Task:
Continue the talk-page discussion below on boundary conditions and stiffness, picking up right after its last comment.

— Start of Selected excerpt —

I have added a point to help emphasise the importance of boundary conditions, so hopefully readers will appreciate that it is of critical importance to correctly judge the boundary conditions of a real life structure if they hope to achieve any accuracy in their structural analysis. I also added a picture of mine which I think illustrates this clearly Grahams Child 08:48, 25 May 2006 (UTC)

[edit] Picture Required

This needs a picture desperately. Also, the introduction could be a little less technical. Anyone up to the challenge?--Joel 18:18, 18 May 2005 (UTC)

--- different topic -----

1. that elasticity and not compressice strength . . .

In my opinion the above sentence is nonsense. Since a high value of E (Young's modolus, modulus of elasticity) signifies a high "compressive strength" (just as it signifies a high "tension strength").

Stiffness is not the same thing as strength. The sentence makes sense to me: E is in the equation and there's no strength/maximum stress term to be found. --Spindustrious 16:16, 6 October 2005 (UTC)

— End of Selected excerpt —
— Start of Entries shown —

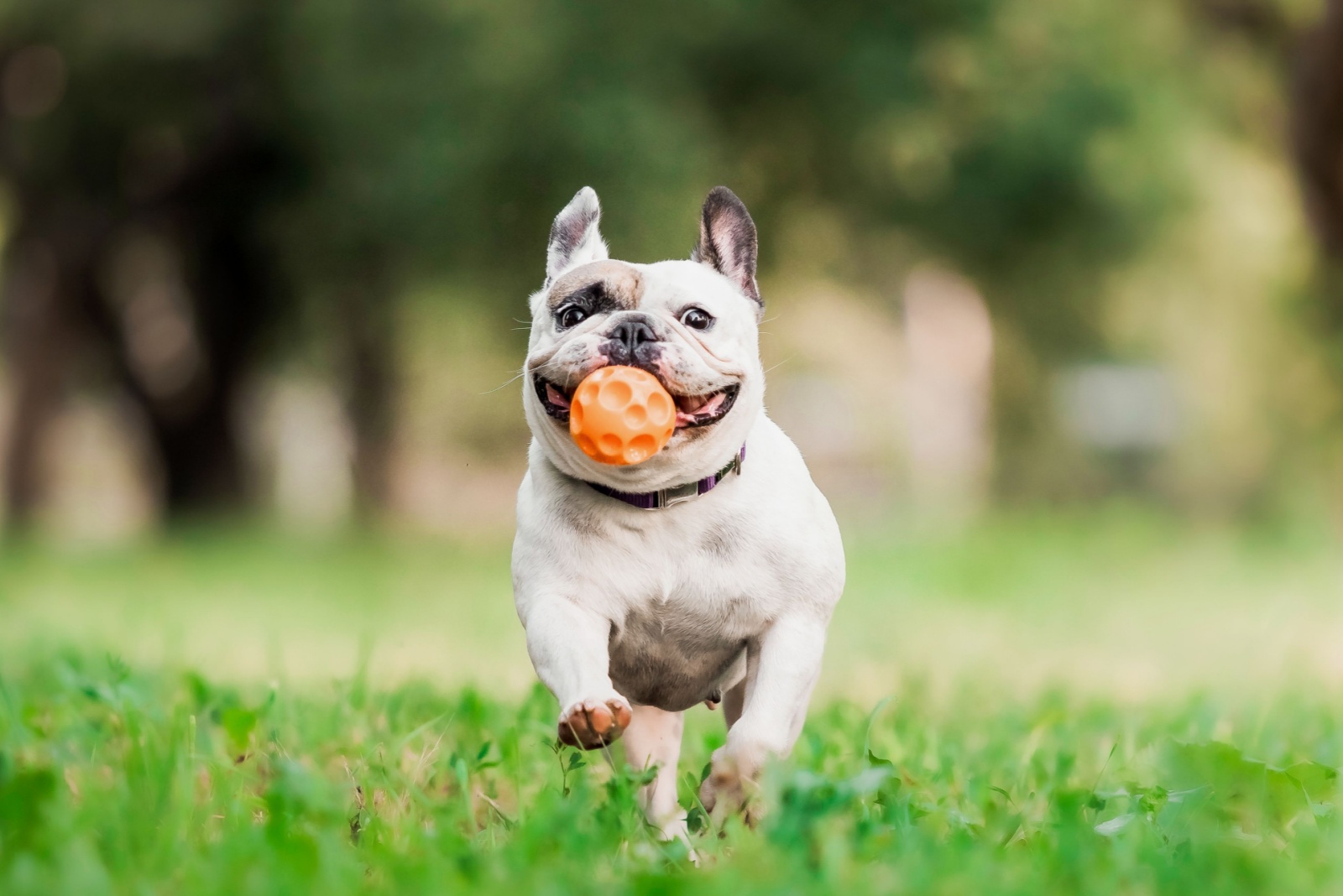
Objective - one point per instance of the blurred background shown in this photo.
(1022, 260)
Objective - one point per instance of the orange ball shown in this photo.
(621, 416)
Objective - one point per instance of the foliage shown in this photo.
(120, 781)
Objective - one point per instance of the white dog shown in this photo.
(705, 573)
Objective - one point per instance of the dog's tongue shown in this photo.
(555, 396)
(689, 411)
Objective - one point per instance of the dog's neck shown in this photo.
(673, 495)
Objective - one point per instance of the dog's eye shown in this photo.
(570, 315)
(698, 318)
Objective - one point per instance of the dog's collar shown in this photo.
(664, 497)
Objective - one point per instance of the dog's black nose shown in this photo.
(631, 333)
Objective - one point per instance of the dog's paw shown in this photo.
(595, 723)
(729, 789)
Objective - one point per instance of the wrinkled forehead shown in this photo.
(611, 286)
(619, 286)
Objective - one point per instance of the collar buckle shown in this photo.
(677, 495)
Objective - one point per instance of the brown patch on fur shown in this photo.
(617, 280)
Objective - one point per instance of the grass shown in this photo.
(986, 725)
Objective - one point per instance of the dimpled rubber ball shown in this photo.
(621, 416)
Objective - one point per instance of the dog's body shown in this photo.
(633, 615)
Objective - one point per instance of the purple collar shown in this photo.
(664, 497)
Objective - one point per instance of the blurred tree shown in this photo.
(141, 149)
(174, 165)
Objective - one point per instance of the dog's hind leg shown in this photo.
(653, 739)
(735, 701)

— End of Entries shown —

Result for this task:
[edit] Axial vs. Eccentric loading conditions

   A short column under the action of an axial load will fail by direct compression but a long column loaded in the same manner will fail by buckling (bending), the buckling effect being so large that the effect of the direct load may be neglected.

I'm not sure this statement is correct. Any beam, regardless of the length, will fail in direct compression if the load is axial. A beam which fails due to buckling must have eccentric loading conditions in order to generate the bending moment required to buckle the beam. Axial loads provide no moment arm and therefore will never buckle a beam. In the real world, it is extremely difficult to create a true axial force and as a result it would appear that long columns fail under an "axial" load when in truth the load will be found to be eccentric due to some imperfection in the test.

The short of the long of it is that I don't think that the above statement is technically correct, and it might need a slight revision, perhaps something along the lines of:

   A short column under the action of an eccentric load will fail by direct compression before it buckles but a long column loaded in the same manner will fail by buckling (bending), the buckling effect being so large that the effect of the direct load may be neglected.

Any thoughts? Alangstone 00:54, 28 October 2005 (UTC)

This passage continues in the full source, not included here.